(EXCERPT TO READ)

7 – Worthwhile Christmas albums

    The Singers Unlimited – Christmas
  • The Singers Unlimited – Christmas

    The Singers Unlimited come from a world of ultra-slick advertising perfection, always teetering to fall over into dystopian vapidity. But the dissonances, unusual intervals and fascinatingly woven harmonies keep it firmly on the right side of a great listen.
  • Steve Lawrence & Eydie Gormé – That Holiday Feeling!
  • Steve Lawrence & Eydie Gormé – That Holiday Feeling!

    You want to be Steve & Eydie – and yet, you don't want to be them. In many ways, this is the perfect celebrity Christmas album. Jazzy, cool and full of energetic ideas, from a couple obviously in love, and yet you can feel it would have been so much more if they'd been let free.
  • Ray Conniff – We Wish You A Merry Christmas
  • Ray Conniff – We Wish You A Merry Christmas

    Just about every great Christmas album in the American tradition relies on studio craft to bring out the special atmosphere of the season. And few people are better craftsmen than Ray Conniff.

(ENTRIES SUPPLIED)
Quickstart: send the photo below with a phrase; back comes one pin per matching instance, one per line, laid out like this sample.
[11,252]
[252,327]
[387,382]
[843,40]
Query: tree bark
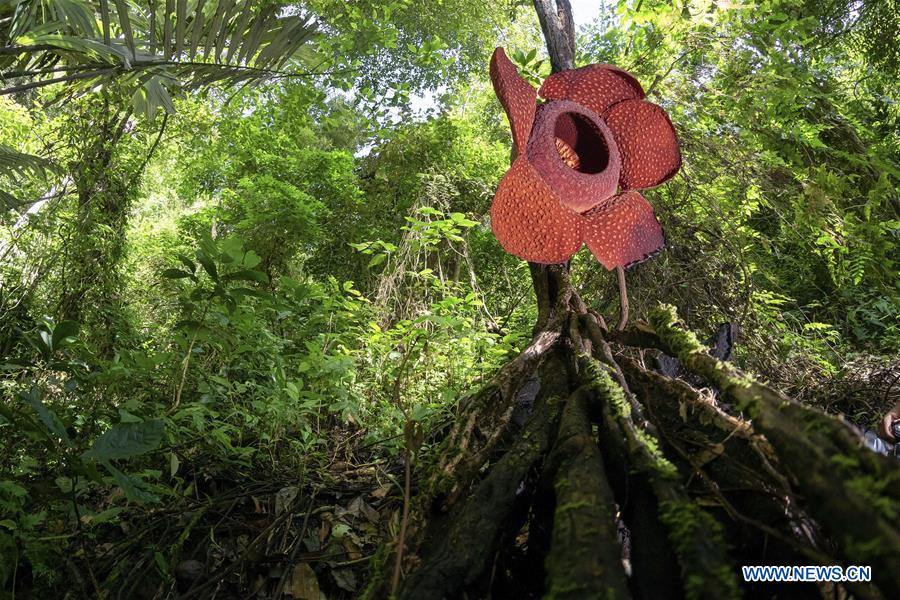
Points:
[525,498]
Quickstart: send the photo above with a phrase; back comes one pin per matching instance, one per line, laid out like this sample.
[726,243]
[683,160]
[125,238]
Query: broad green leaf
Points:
[63,334]
[47,416]
[176,274]
[126,440]
[133,487]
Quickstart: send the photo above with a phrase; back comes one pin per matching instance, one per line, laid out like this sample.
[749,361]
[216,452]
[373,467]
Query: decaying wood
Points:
[700,488]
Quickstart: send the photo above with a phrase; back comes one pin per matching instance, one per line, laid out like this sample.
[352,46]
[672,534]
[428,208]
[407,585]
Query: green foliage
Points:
[273,278]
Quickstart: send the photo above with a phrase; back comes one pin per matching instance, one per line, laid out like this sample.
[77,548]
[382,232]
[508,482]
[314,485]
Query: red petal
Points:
[624,231]
[529,221]
[586,142]
[647,143]
[596,86]
[516,95]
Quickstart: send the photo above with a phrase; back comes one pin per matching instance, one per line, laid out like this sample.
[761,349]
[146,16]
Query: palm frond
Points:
[187,43]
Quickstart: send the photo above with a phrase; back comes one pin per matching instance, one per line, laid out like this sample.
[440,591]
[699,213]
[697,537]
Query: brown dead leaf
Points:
[381,492]
[304,585]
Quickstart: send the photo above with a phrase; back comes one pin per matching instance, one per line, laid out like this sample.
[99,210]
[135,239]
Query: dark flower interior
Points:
[580,143]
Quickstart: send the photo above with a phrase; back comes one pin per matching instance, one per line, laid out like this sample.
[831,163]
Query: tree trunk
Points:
[576,439]
[577,472]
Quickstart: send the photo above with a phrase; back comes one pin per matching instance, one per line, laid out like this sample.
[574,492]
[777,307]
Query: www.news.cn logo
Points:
[807,573]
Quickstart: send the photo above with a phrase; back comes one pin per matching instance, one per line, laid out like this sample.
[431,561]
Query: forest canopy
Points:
[245,250]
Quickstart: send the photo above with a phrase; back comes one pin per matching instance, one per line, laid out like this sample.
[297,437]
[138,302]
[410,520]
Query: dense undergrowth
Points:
[239,309]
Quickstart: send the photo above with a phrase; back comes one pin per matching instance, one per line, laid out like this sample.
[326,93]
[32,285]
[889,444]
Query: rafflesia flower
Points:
[580,157]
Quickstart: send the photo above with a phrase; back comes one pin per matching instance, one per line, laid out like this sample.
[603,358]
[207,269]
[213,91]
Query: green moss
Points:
[573,506]
[684,345]
[602,382]
[689,526]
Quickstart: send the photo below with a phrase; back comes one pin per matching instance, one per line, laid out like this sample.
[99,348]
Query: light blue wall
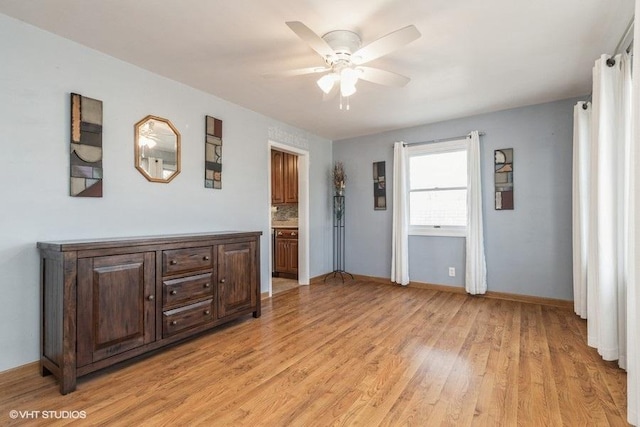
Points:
[528,250]
[37,73]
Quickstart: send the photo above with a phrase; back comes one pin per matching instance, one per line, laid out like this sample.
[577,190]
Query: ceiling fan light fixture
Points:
[349,76]
[346,89]
[326,82]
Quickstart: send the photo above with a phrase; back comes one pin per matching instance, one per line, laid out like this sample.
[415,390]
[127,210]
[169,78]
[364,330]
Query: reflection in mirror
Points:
[157,149]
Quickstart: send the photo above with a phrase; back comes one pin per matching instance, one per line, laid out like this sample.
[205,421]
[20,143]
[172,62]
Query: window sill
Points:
[439,231]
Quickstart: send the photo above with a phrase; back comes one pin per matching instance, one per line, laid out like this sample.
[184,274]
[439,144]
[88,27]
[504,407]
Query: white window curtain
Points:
[601,207]
[633,284]
[606,276]
[400,232]
[580,202]
[476,268]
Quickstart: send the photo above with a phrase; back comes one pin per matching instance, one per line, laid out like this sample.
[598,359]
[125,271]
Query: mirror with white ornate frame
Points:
[157,149]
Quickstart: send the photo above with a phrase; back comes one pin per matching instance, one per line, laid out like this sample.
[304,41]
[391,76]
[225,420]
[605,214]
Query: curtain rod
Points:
[453,138]
[626,43]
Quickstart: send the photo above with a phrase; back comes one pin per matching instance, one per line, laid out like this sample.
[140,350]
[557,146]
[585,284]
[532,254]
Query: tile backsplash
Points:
[284,212]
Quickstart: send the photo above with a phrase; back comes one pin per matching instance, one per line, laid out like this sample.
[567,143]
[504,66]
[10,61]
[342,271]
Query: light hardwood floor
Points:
[280,284]
[355,354]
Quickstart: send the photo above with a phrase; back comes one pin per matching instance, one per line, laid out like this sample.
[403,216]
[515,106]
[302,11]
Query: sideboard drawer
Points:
[287,233]
[186,317]
[179,260]
[179,291]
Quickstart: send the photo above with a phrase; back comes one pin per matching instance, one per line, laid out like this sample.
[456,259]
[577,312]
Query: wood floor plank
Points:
[358,353]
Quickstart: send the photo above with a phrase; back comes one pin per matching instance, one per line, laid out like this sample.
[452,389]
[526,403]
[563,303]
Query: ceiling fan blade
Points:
[312,39]
[382,77]
[332,93]
[296,72]
[385,44]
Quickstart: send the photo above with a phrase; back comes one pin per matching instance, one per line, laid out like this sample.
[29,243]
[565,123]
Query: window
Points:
[438,189]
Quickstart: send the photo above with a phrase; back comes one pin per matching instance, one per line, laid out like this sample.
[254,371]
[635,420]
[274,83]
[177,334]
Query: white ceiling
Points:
[473,57]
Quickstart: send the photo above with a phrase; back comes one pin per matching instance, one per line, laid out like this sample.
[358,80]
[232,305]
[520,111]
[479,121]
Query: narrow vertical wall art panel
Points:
[86,147]
[379,186]
[213,153]
[503,178]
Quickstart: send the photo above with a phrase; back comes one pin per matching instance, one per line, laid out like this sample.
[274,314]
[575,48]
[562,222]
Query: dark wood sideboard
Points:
[108,300]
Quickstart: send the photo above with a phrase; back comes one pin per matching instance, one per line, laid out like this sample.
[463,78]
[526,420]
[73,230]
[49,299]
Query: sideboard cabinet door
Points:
[237,273]
[116,305]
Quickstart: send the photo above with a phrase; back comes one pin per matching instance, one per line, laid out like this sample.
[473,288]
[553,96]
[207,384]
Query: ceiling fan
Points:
[344,56]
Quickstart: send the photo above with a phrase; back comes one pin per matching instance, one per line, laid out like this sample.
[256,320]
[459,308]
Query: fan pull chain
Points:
[345,106]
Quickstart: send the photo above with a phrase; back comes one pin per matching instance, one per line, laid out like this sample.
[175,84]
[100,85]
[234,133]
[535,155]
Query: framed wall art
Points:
[86,147]
[379,186]
[503,178]
[213,153]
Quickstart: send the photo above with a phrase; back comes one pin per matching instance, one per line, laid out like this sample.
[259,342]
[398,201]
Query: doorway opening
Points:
[288,217]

(TASK PROMPT)
Answer these questions using the Christmas album list.
1. Who recorded the album "That Holiday Feeling!"?
2. According to the list, what keeps The Singers Unlimited album "firmly on the right side of a great listen"?
3. What is the title of the Ray Conniff album?

(WRITTEN SOLUTION)
1. Steve Lawrence & Eydie Gormé
2. The dissonances, unusual intervals and fascinatingly woven harmonies
3. We Wish You A Merry Christmas